* _PASSAGE FOR REVIEW_
= = = = =

The Portingales also keep a safe distance in the pandemic-era video for “Walk Backwards,” which features Campbell playing different instruments in his home. He worked with Ann Arbor director Charlie Steen to record the video in 2021.

“I hired Charlie because he makes music videos, and there’s a very specific art form to it,” Campbell said. “Our music videos are just us jamming, and it’s not like we have a huge budget, but he makes it look like we have a huge budget.”

Regardless of budget, The Portingales infuse a huge sound into the addictive Paint a Little Tree pop-punk anthem, “Bob Ross.” A mighty force of drums, bass, electric guitar, piano, and strings challenge the demise of a past creative partnership.

Campbell and Cieri sing, “Along the way you started fresh / In an empty space I didn’t see /Hang what we started in a gallery /We live on artificial scarcity.”

“I was in this [other] band, and I felt like this bandmate of mine was branching off in a different direction and just leaving me behind creatively. We had this really close-knit partnership … so that’s where all the metaphors of ‘Well, you can paint a picture as we did together and then throw it out,’” said Cieri, who wrote the track.

“The phrase, ‘Do it if you wanna,’ is like me daring this person, ‘OK, you can do that if you wanna.’ You can also look at that song from the flipside, and ‘Do it if you wanna’ can be like encouragement.”

After encountering disappointment on “Bob Ross,” The Portingales seek relief from emotional turmoil on “Beautiful Soul” as folky acoustic guitar and somber viola comfort them.

Campbell sings, “I dreamed that everything I wanted came true for a day / I woke up in a clammy sweat—it had all flown away / Would you be my friend, would you take me by the hand? / Rest my head upon your lap till I can understand?”

“The biggest influence in our music is [stuff] that we go through or have gone through,” said Campbell, whose inspirations range from Tool to traditional Irish music with Cieri. “It’s like the Taylor Swift syndrome, so we do use that as a port of safety in the storms of life.”

The Portingales weather additional storms on “Sleep, Little Bird,” a cathartic song for tackling and processing internal struggles.

Cieri sings, “My arms will encircle you when you are lonely / In silence and song, we’ll hold each other closely / And if your nest falls, I’ll rebuild it / Again and again and again and again.”

= = = = =

* _DATASET ENTRIES_
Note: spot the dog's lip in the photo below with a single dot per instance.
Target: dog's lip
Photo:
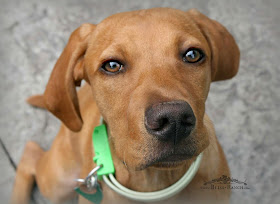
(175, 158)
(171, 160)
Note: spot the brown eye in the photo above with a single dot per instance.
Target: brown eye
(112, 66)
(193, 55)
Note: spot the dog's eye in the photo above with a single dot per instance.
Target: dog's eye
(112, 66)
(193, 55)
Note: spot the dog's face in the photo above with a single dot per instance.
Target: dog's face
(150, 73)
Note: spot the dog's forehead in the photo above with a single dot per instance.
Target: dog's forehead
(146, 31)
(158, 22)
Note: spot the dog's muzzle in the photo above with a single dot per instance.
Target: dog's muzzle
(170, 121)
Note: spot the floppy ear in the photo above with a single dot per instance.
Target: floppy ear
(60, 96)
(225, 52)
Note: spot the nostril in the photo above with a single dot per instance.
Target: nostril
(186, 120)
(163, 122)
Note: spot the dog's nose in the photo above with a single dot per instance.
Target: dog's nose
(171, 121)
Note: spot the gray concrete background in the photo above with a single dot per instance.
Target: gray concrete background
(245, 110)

= = = = =

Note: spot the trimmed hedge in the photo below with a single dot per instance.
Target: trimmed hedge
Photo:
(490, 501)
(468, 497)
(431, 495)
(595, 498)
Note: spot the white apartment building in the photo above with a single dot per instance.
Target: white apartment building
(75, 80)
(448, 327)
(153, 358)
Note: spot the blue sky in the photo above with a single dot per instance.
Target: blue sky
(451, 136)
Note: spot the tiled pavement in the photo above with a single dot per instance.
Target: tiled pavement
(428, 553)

= = = = =

* _TASKS TO PERFORM_
• a. In the article on The Portingales, who directed the video for "Walk Backwards"?
• b. Continue the article on The Portingales, starting after its final sentence.

* _NUMBERED ANSWERS_
• a. Ann Arbor director Charlie Steen directed it.

• b.
“Emily Dickinson’s poem, ‘Hope’ is the thing with feathers,’ was my initial concept for this song. I’m singing a lullaby to the thing with feathers that represents hope,” she said. “That song is about trying to maintain hope while dealing with trauma and mental health struggles in my late 20s and pushing through all of that.”

To bring Paint a Little Tree to life, Campbell and Cieri pushed through pandemic-induced delays to record the album’s nine tracks at Ann Arbor’s Big Sky Recording over 14 months. They teamed up with engineers Geoff Michael and Marty Gray and collaborators Oliver Barron (trumpet) and Lucy Campbell (backup vocals) to shape their emotive, whimsical sound.

“It was maybe 30 percent done when the pandemic started, and we had about half of the album’s rough tracks cut. There was some stuff that I did remote … but I needed to see the wavelengths on the screen,” Campbell said.

“Geoff and I have worked together long enough that I can tell him, ‘You know what I want it to sound like,’ and he’ll do it.”

While Paint a Little Tree came out in April 2021, the future-minded Portingales have dropped several reflective singles since then, including “My Bloody Feet,” “You Took a Picture with Your Eyes,” “Put My Heart to Sleep,” and “Out My Window.”

“I’ve got another two or three songs that are being mixed right now. If we have four, five, or six singles, then maybe we’ll put out a short album or an EP,” Campbell said.

“The only thing that’s stopping me is that these singles are all crazy different in style. You’ve got ‘Out My Window,’ then there’s a piano song, a folk song … every single one is different.”


Lori Stratton is a library technician, writer for Pulp, and writer and editor of strattonsetlist.com.